- WHAT TO WORK ON -
Render every line of the items below as a numbered list, skipping blank lines and leaving the pictures out.

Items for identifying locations
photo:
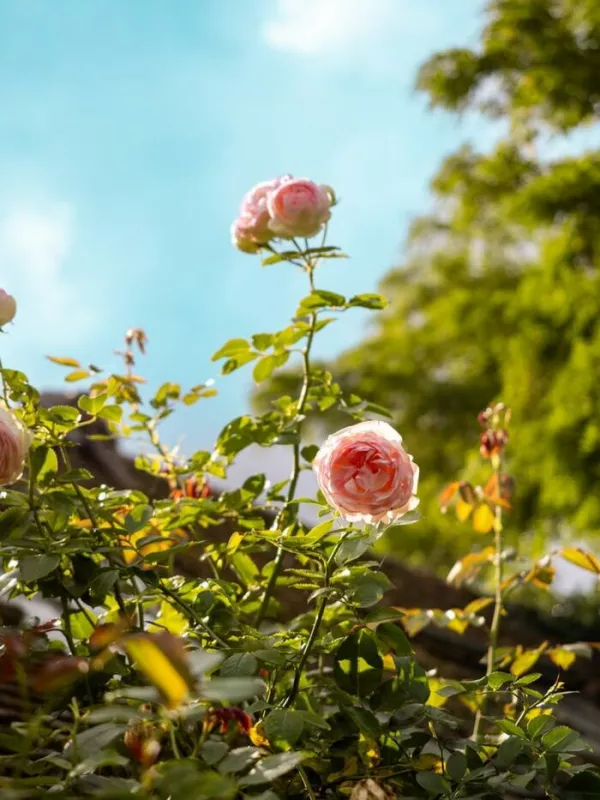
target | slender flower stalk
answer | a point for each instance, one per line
(296, 466)
(498, 603)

- PROBLEM SOLUTION -
1. photo:
2. target | slender flower stalk
3. answer | a point for each instance, one per line
4. (296, 466)
5. (498, 603)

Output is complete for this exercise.